_EXERCISE INSTRUCTIONS_
From the data below, report how many lines contain the word "woman", giving the number and nothing else.

_DATA UNDER STUDY_
_ _ _ _

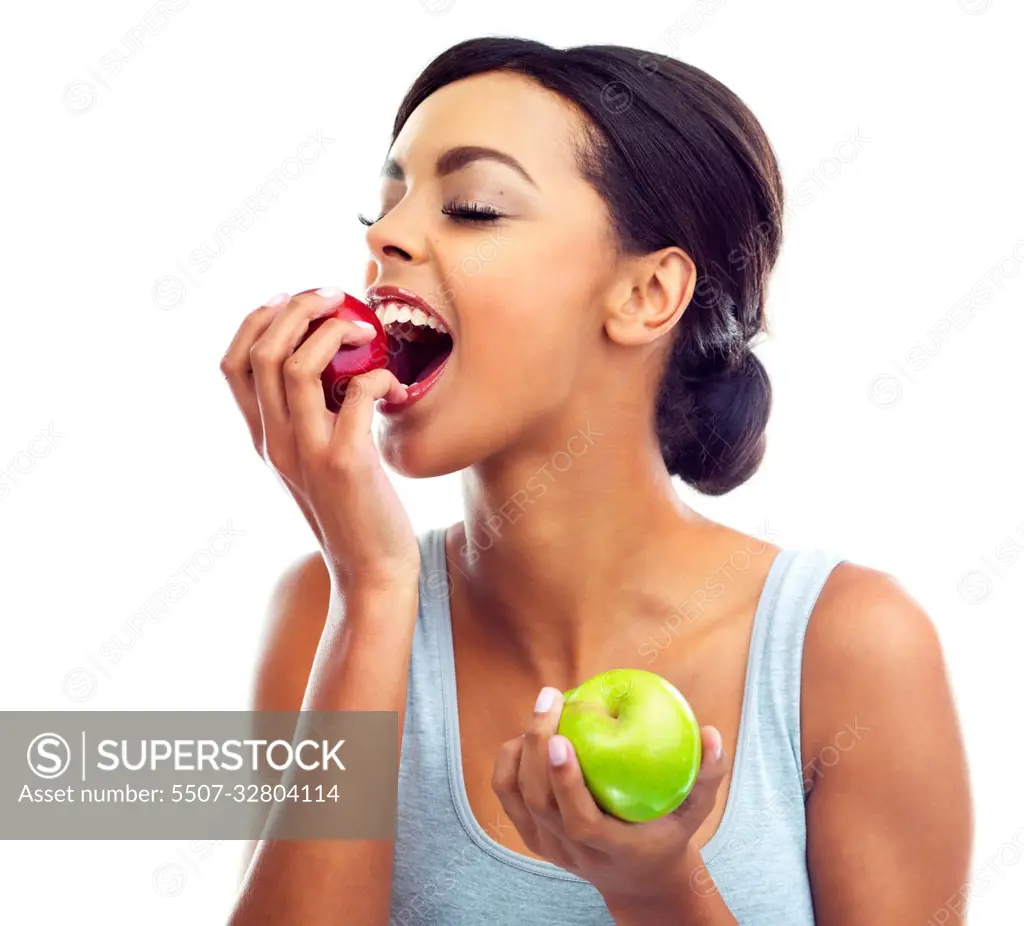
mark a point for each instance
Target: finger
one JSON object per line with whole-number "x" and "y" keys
{"x": 311, "y": 421}
{"x": 582, "y": 818}
{"x": 714, "y": 765}
{"x": 276, "y": 343}
{"x": 356, "y": 411}
{"x": 237, "y": 368}
{"x": 505, "y": 784}
{"x": 535, "y": 780}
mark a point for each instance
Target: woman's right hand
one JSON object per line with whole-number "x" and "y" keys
{"x": 328, "y": 462}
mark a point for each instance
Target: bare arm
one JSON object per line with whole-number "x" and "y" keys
{"x": 360, "y": 662}
{"x": 889, "y": 816}
{"x": 296, "y": 615}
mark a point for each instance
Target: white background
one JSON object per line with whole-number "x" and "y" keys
{"x": 895, "y": 436}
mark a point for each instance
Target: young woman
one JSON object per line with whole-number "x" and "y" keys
{"x": 594, "y": 228}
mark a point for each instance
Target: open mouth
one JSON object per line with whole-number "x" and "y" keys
{"x": 418, "y": 342}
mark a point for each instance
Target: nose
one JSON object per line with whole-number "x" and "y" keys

_ _ _ _

_TASK OUTPUT_
2